* **DATA TO USE**:

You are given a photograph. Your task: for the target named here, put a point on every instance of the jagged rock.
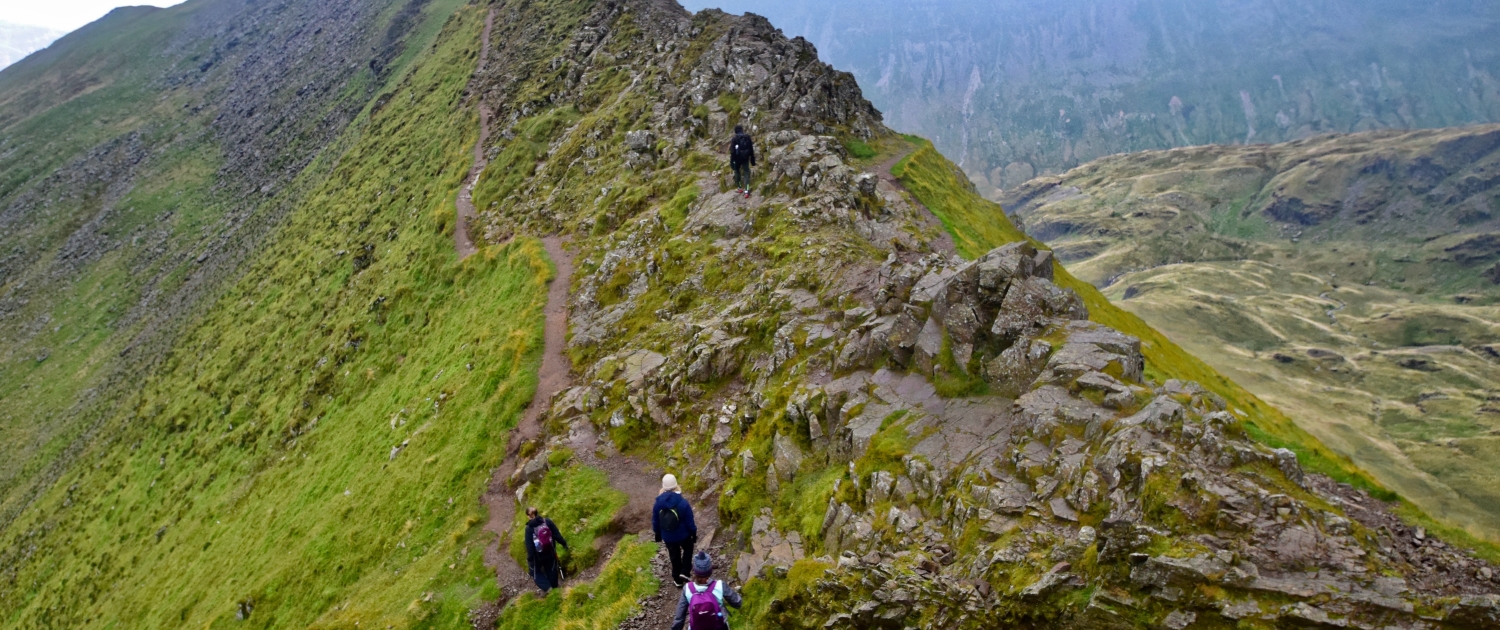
(1179, 620)
(881, 486)
(1049, 582)
(1476, 611)
(639, 141)
(786, 456)
(1287, 462)
(929, 345)
(638, 366)
(1016, 369)
(747, 464)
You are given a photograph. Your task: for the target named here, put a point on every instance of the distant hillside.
(18, 41)
(1014, 89)
(1350, 279)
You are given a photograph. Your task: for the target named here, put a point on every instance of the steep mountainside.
(276, 300)
(899, 428)
(1353, 281)
(228, 291)
(1016, 89)
(18, 41)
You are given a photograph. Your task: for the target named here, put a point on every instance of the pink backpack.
(704, 608)
(543, 539)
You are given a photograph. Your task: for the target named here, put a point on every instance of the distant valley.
(1019, 89)
(1350, 279)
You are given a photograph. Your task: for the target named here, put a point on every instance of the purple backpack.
(704, 611)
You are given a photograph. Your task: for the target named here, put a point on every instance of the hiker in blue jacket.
(672, 524)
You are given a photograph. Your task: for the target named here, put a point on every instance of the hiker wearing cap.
(672, 524)
(542, 537)
(704, 599)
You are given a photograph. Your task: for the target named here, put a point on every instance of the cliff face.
(1347, 278)
(893, 435)
(1019, 89)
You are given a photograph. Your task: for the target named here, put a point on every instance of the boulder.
(639, 141)
(786, 456)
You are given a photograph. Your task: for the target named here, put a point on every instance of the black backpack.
(741, 147)
(668, 519)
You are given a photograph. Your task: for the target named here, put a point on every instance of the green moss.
(858, 149)
(519, 158)
(954, 381)
(675, 210)
(980, 225)
(257, 464)
(602, 603)
(582, 503)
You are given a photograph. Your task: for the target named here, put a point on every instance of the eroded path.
(554, 377)
(465, 204)
(944, 242)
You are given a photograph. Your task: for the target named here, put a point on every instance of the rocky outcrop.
(947, 441)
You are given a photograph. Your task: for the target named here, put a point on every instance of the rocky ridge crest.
(933, 441)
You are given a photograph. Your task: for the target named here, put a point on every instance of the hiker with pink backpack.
(542, 537)
(704, 599)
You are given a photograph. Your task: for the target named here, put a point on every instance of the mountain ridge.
(1017, 89)
(1344, 276)
(867, 408)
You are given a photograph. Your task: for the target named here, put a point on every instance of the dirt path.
(944, 242)
(465, 204)
(554, 377)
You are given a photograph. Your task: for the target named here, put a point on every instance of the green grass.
(860, 149)
(980, 225)
(582, 504)
(602, 603)
(255, 468)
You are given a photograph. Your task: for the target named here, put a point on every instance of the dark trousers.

* **EXERCISE PROMPT**: Everything from the line containing "the green grass." to the last line of the data above must be set down exactly, both ends included, with no other lines.

* **REPLY**:
You are given a photograph. Your task: for the target named here, put a point on every instance of the green grass.
(860, 149)
(980, 225)
(582, 504)
(602, 603)
(255, 468)
You are given a photograph. Your task: for the target named here, put a point on every instance of the dark trousers.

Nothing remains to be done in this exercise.